### Provided data
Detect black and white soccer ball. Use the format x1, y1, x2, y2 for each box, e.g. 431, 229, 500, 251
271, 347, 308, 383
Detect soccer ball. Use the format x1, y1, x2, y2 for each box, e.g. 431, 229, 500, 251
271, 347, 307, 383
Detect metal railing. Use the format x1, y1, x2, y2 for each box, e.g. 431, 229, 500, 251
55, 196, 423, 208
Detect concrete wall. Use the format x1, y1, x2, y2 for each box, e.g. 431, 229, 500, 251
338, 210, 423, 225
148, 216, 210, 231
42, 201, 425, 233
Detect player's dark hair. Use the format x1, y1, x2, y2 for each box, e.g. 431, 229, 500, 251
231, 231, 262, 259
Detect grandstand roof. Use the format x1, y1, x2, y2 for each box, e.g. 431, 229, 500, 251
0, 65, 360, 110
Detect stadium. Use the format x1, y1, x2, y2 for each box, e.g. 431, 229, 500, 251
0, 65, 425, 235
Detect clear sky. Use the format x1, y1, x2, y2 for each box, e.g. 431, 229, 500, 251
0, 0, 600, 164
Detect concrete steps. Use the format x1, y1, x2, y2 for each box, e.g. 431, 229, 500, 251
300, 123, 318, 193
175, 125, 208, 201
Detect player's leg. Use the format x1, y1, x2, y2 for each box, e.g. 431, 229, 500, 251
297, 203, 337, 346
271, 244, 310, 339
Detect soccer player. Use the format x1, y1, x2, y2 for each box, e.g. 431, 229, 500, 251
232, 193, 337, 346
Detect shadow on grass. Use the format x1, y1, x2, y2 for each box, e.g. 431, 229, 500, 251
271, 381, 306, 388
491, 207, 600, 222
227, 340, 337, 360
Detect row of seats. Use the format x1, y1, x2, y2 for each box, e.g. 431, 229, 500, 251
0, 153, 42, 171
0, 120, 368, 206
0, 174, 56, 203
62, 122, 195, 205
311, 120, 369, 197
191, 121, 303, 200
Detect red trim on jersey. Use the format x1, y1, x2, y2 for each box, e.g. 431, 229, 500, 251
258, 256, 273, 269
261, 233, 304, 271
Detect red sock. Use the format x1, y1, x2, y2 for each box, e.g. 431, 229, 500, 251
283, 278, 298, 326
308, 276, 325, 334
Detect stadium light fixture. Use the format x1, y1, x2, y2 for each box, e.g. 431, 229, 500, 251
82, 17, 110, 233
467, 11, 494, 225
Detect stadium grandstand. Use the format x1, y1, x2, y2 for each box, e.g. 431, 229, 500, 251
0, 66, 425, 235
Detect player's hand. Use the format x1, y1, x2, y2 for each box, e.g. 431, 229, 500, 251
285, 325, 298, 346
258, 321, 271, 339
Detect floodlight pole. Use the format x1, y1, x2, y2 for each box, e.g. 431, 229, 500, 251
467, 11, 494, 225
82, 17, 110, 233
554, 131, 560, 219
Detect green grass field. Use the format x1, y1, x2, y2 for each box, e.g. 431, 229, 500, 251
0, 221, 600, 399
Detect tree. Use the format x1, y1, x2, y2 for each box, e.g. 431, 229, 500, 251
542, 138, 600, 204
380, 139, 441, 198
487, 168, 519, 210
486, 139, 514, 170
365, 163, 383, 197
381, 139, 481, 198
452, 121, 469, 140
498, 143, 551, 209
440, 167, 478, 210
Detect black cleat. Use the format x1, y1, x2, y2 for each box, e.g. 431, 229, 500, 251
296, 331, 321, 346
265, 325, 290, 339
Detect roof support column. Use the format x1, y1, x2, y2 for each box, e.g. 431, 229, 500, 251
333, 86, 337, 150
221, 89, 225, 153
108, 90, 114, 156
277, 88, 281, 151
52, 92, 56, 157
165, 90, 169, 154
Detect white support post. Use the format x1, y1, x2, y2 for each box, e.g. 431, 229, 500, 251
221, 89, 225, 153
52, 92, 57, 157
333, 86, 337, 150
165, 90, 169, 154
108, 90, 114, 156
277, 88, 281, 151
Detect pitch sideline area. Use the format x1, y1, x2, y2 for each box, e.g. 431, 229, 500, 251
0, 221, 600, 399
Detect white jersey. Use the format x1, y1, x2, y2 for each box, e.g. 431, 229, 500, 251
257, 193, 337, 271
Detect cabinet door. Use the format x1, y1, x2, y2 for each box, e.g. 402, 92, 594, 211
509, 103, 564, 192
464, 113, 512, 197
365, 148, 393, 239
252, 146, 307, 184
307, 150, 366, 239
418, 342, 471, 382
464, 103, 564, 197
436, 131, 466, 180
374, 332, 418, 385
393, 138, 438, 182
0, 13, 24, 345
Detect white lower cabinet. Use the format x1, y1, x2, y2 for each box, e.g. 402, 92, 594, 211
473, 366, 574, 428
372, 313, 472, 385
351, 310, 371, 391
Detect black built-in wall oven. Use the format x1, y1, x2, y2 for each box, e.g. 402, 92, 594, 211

### Your goal
Add 92 to each bounding-box coordinate in the listing from the line containing "Detect floodlight pole." down through the line containing "265, 325, 290, 339", and write out that whole span with every other line left unchanged.

### Response
Detect floodlight pole. Use the format x1, y1, x2, y2 for each box, e.g. 431, 229, 500, 251
559, 103, 586, 317
174, 109, 202, 325
646, 223, 652, 311
Detect green grass field. Use the format x1, y1, x2, y2 for each box, e.g. 431, 229, 500, 251
92, 313, 692, 491
Detect tree. Use the format x1, y1, x2, y2 for each box, e.g. 431, 229, 500, 251
634, 230, 692, 296
472, 231, 533, 290
579, 260, 611, 302
578, 231, 606, 262
457, 255, 475, 289
473, 231, 573, 290
544, 213, 561, 232
590, 235, 643, 301
532, 259, 570, 302
Detect black cleat. Use the format x1, y1, x2, y2 for each box, e.g. 431, 229, 500, 251
388, 423, 413, 438
357, 417, 382, 431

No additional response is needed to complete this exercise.